COW bug in :encoding layer #16408

p5pRT · 2018-02-08T20:16:59Z

Migrated from rt.perl.org#132833 (status was 'resolved')

Searchable as RT132833$

p5pRT · 2018-02-08T20:16:59Z

From @pali

Following code modifies variable $valid:

use strict;
use warnings;
use Data::Dumper;

my $valid = "\x61\x00\x00\x00";
my $tmp = $valid;
print Dumper $valid;
open my $fh, '<:encoding(UTF32-LE)', \$tmp or die;
my $str = <$fh>;
close $fh;
print Dumper $valid;

Output is:

$VAR1 = 'a';
$VAR1 = '';

This is perl 5, version 24, subversion 1 (v5.24.1) built for x86_64-linux-gnu-thread-multi

p5pRT · 2018-02-12T07:11:25Z

From @tonycoz

On Thu, 08 Feb 2018 12:16:59 -0800, pali@cpan.org wrote:

Following code modifies variable $valid:

use strict;
use warnings;
use Data::Dumper;

my $valid = "\x61\x00\x00\x00";
my $tmp = $valid;
print Dumper $valid;
open my $fh, '<:encoding(UTF32-LE)', \$tmp or die;
my $str = <$fh>;
close $fh;
print Dumper $valid;

Output is:

$VAR1 = 'a';
$VAR1 = '';

This is perl 5, version 24, subversion 1 (v5.24.1) built for x86_64-
linux-gnu-thread-multi

This appears to be a bug in Unicode::decode() - it's modifying a buffer that doesn't belong to it (SvLEN() for the SV is zero).

Goal 1
Answer from the bug report:
(a) Which Perl version was the code run on?
(b) Which function does the reply identify as the source of the bug?
(c) What encoding is given in the open call's layer?
The bug report and the listing are unrelated to each other.

Data to process
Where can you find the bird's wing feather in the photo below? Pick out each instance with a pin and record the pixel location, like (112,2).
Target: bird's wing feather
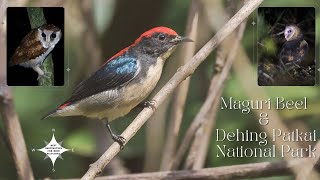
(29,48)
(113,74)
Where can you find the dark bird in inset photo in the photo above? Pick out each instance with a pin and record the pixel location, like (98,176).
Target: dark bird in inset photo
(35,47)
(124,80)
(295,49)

...

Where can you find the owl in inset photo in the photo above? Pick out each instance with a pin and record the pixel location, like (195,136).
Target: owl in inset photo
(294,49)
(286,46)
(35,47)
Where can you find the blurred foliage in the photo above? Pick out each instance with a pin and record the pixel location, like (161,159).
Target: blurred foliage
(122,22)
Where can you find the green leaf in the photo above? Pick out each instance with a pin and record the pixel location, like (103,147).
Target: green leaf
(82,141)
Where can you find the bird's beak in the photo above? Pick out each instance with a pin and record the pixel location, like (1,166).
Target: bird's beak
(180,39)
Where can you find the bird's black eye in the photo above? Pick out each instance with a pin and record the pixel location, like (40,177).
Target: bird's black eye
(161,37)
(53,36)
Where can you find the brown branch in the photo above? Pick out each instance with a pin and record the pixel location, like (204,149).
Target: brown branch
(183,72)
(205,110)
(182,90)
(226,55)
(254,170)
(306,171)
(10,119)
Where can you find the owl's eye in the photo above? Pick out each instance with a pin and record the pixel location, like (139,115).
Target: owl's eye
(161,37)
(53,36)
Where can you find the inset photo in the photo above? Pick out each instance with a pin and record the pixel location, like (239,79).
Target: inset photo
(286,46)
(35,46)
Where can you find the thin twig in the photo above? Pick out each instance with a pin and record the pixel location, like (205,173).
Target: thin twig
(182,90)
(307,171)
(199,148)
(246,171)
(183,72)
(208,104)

Goal 2
Identify every line of the listing that contains the string "leaf", and copy each one in full. Case counts.

Problem solution 1
(a) perl 5, version 24, subversion 1 (v5.24.1), built for x86_64-linux-gnu-thread-multi
(b) Unicode::decode()
(c) UTF32-LE

Problem solution 2
Where can you find the green leaf in the photo above? Pick out each instance with a pin and record the pixel location, like (103,147).
Target: green leaf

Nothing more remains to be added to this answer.